Chimp humor was less nettlesome for John Glenn than it had been for Alan Shepard, because Enos wasn’t the media sensation Ham had been. At the time Ham flew, a pair of Soviet dogs, Belka and Strelka, had already returned alive from orbiting Earth, and the press was impatient for a U.S. milestone in space. When Ham splashed down alive, they presented him less as a research animal than as a sort of short, hairy astronaut. The chimp appeared on the cover of Life magazine in his mesh flight suit[44] beside the headline, “A Confident ‘Ham.’ Back from Space.” The public sopped it up. Letters and flowers and gifts addressed to Ham began arriving at the chimpanzee colony at Holloman Air Force Base, where Ham returned after his flight. People sent their copies of Life with requests for Ham’s “autograph.” Holloman staff gamely complied, the little hand pressed on inkpads over and over, so many times that a copy of Life “autographed” by Ham fetches just $4 on eBay. (And is possibly a fake: Fearing they’d “wear him out,” the staff, Britz told me, “just put any chimp’s hand on it after a while.”)

Newspaper databases typically have about five times as many Ham stories as Enos stories. “Enos didn’t have the charisma, and he wasn’t first,” says Fineg. Thus, John Glenn’s glory was little diluted by his simian predecessor. Also, Glenn managed to deflect the unkind comparisons by making the jokes himself. He told a congressional audience about the humbling experience of having been asked by President Kennedy’s young daughter Caroline, while her father stood by, “Where’s the monkey?”[45]

Enos was as unpopular as Ham was beloved. In news accounts, you could tell Fineg had applied himself to the task of finding positive ways to describe Enos. Rather than “obstinate” and “ornery,” terms he currently uses, Fineg referred to Enos as a “quiet, taciturn, pillar of the community type.”

“He was a mean one,” Fineg recalled when we spoke. Staff nicknamed him Enos the Penis. “Because he was just a son of a gun.”

“Meaning he was a dick.”

“Yeah.”

The nickname Enos the Penis is mentioned in the book Animals in Space, but the authors have an altogether different account of its genesis. They write that “Enos the Penis” derived from the chimp’s fondness for masturbating, and that NASA had inserted a balloon catheter in his penis during his orbit in part to discourage the habit. (Both Ham and Enos were to be filmed during their flights.) When the lever system malfunctioned, delivering shocks rather than banana pellets for correct responses, a frustrated Enos had yanked out the catheter and “began fondling himself in front of the camera.” Or so the story went.

I spent a few breathless days searching government archives for the X-rated Enos footage. I found footage of Ham in flight and Enos being readied for flight, but none of Enos inside the capsule pulling levers—his own or NASA’s. I contacted Fineg again.

“I don’t know where that came from,” he said. “I worked with Enos for a number of years, and never saw him do anything like that. His name was the result of his demeanor.”

“So the catheter didn’t have anything to do with keeping him from touching himself?” I don’t usually go in for euphemisms, but Fineg is a man who says “behind,” as in “I have a picture where he bit me in the behind.” The catheter, it turns out, was in the chimp’s femoral artery (to monitor blood pressure), not his urethra.

▶ _PROBLEM_
Pick up the account of the space chimps Ham and Enos right after its last sentence and continue it in the same voice.

▶ _DATA UNDER STUDY_
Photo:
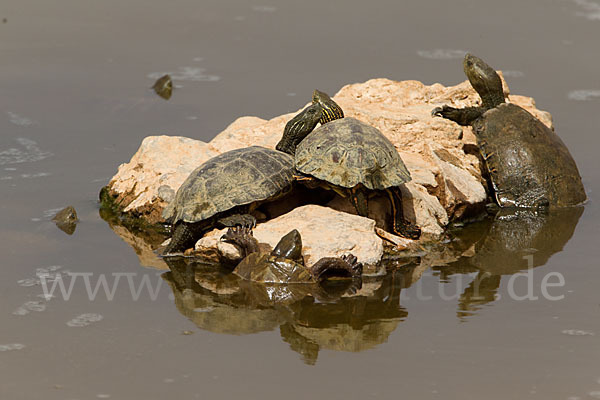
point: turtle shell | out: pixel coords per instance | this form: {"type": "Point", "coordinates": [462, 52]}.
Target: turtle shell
{"type": "Point", "coordinates": [266, 268]}
{"type": "Point", "coordinates": [347, 152]}
{"type": "Point", "coordinates": [235, 178]}
{"type": "Point", "coordinates": [528, 164]}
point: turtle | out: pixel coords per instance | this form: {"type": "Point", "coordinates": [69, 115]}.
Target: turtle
{"type": "Point", "coordinates": [66, 220]}
{"type": "Point", "coordinates": [527, 163]}
{"type": "Point", "coordinates": [224, 190]}
{"type": "Point", "coordinates": [352, 158]}
{"type": "Point", "coordinates": [298, 127]}
{"type": "Point", "coordinates": [322, 110]}
{"type": "Point", "coordinates": [285, 263]}
{"type": "Point", "coordinates": [330, 109]}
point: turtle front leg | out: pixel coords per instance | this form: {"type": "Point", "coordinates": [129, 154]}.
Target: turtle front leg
{"type": "Point", "coordinates": [462, 116]}
{"type": "Point", "coordinates": [184, 236]}
{"type": "Point", "coordinates": [400, 224]}
{"type": "Point", "coordinates": [241, 237]}
{"type": "Point", "coordinates": [346, 266]}
{"type": "Point", "coordinates": [358, 198]}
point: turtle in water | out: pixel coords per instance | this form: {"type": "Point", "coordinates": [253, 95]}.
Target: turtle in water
{"type": "Point", "coordinates": [285, 263]}
{"type": "Point", "coordinates": [352, 158]}
{"type": "Point", "coordinates": [527, 163]}
{"type": "Point", "coordinates": [323, 109]}
{"type": "Point", "coordinates": [224, 190]}
{"type": "Point", "coordinates": [66, 220]}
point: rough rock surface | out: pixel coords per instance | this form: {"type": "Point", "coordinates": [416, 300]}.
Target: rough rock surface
{"type": "Point", "coordinates": [325, 233]}
{"type": "Point", "coordinates": [441, 156]}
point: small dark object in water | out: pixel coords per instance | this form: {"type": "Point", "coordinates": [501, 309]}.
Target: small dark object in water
{"type": "Point", "coordinates": [164, 87]}
{"type": "Point", "coordinates": [285, 263]}
{"type": "Point", "coordinates": [66, 220]}
{"type": "Point", "coordinates": [224, 190]}
{"type": "Point", "coordinates": [528, 165]}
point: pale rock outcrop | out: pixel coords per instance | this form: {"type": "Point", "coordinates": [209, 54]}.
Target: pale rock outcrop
{"type": "Point", "coordinates": [441, 155]}
{"type": "Point", "coordinates": [325, 233]}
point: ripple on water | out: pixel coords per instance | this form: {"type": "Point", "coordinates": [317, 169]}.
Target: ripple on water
{"type": "Point", "coordinates": [84, 320]}
{"type": "Point", "coordinates": [584, 95]}
{"type": "Point", "coordinates": [442, 54]}
{"type": "Point", "coordinates": [264, 8]}
{"type": "Point", "coordinates": [591, 9]}
{"type": "Point", "coordinates": [192, 74]}
{"type": "Point", "coordinates": [577, 332]}
{"type": "Point", "coordinates": [11, 347]}
{"type": "Point", "coordinates": [29, 151]}
{"type": "Point", "coordinates": [19, 120]}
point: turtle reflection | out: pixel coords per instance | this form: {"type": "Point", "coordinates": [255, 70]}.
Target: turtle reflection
{"type": "Point", "coordinates": [511, 242]}
{"type": "Point", "coordinates": [335, 316]}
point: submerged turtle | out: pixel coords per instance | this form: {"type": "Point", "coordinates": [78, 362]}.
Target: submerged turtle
{"type": "Point", "coordinates": [223, 190]}
{"type": "Point", "coordinates": [528, 165]}
{"type": "Point", "coordinates": [285, 263]}
{"type": "Point", "coordinates": [353, 158]}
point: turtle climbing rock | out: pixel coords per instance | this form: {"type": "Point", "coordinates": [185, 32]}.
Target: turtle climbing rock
{"type": "Point", "coordinates": [285, 263]}
{"type": "Point", "coordinates": [224, 190]}
{"type": "Point", "coordinates": [528, 164]}
{"type": "Point", "coordinates": [353, 158]}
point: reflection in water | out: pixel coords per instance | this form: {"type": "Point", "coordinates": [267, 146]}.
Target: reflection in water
{"type": "Point", "coordinates": [510, 243]}
{"type": "Point", "coordinates": [341, 316]}
{"type": "Point", "coordinates": [310, 317]}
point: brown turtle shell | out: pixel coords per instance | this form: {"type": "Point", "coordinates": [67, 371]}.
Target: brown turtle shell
{"type": "Point", "coordinates": [528, 164]}
{"type": "Point", "coordinates": [347, 152]}
{"type": "Point", "coordinates": [235, 178]}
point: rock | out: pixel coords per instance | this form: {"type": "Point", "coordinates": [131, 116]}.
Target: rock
{"type": "Point", "coordinates": [325, 233]}
{"type": "Point", "coordinates": [441, 156]}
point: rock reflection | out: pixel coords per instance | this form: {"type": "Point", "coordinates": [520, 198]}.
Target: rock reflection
{"type": "Point", "coordinates": [505, 245]}
{"type": "Point", "coordinates": [336, 316]}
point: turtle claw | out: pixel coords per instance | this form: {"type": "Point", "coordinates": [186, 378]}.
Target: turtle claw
{"type": "Point", "coordinates": [233, 234]}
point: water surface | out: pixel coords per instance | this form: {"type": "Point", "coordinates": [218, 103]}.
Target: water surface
{"type": "Point", "coordinates": [76, 103]}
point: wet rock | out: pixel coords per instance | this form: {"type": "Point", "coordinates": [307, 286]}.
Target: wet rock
{"type": "Point", "coordinates": [325, 233]}
{"type": "Point", "coordinates": [441, 156]}
{"type": "Point", "coordinates": [66, 220]}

▶ _TASK OUTPUT_
Still mildly unconvinced, I called Fineg’s colleague Bill Britz, who had been Ham’s vet but also worked with Enos.

“Naw,” said Britz. “I mean, most male chimps play with themselves. But he couldn’t even get to it.” Britz explained that the couch inside the capsule was designed with a barrier to keep the chimp from reaching down below the waist and pulling out the arterial catheter during the flight. Britz agreed with Fineg: Enos had no such reputation.

I contacted Chris Dubbs, one of the authors of Animals in Space, to find out where the story had come from. He forwarded an article his coauthor had found on the Web site of a Dr. Mohammad Al-Ubaydii. The Al-Ubaydii rendition included an arresting new detail: “During the ensuing press conference, Enos began by pulling his nappy down. NASA’s people were horrified of what might follow. Fortunately Enos had more class than this, and restrained himself.”

Dr. Al-Ubaydii, replying to an email, said he’d come upon the story in the 2007 book Space Race. In this version, Enos is less restrained: “As he pulled down his trousers, cameras clicked, flashing like diamonds, ensuring that Enos[’s] name would live in memory as much for his hobby as for his aeronautical achievements.” Inquiries to the author produced no reply, but a Google Books search unearthed another reference, this one in Dark Side of the Moon, published in 2006. “The next day at his post-flight press conference, he horrified his NASA handlers when he ripped off his diaper and started to fondle himself.” Dark Side cites yet another book on the Apollo race: James Schefter’s 1999 The Race.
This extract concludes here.